_Provided material_.
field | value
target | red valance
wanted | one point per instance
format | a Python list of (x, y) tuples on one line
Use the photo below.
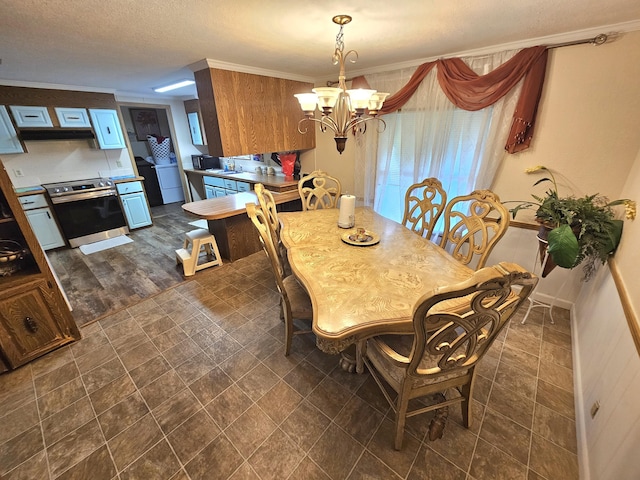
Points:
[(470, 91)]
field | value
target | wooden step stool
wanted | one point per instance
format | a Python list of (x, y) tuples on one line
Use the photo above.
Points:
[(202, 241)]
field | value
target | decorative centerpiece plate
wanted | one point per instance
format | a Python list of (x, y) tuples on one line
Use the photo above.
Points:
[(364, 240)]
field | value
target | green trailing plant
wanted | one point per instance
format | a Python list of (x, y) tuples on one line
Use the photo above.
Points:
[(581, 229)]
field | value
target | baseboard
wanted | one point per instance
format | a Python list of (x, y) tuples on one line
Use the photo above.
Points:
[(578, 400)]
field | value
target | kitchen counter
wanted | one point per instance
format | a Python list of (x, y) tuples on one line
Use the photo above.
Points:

_Prompt_.
For each line in the entries that holds "target", return that line.

_Task response_.
target | red valance
target | wooden step stool
target | decorative centerpiece plate
target | green trailing plant
target | baseboard
target | kitchen counter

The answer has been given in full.